Could you rewrite the records below, swapping "trousers" for "pants" and keeping everything else the same?

- Input:
*****
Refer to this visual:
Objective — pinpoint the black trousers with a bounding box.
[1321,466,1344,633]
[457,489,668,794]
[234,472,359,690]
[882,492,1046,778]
*****
- Result of this task:
Refer to this visual:
Objective — pinpoint the black pants with a bounding box.
[1321,466,1344,633]
[457,489,668,794]
[234,472,359,690]
[882,492,1046,778]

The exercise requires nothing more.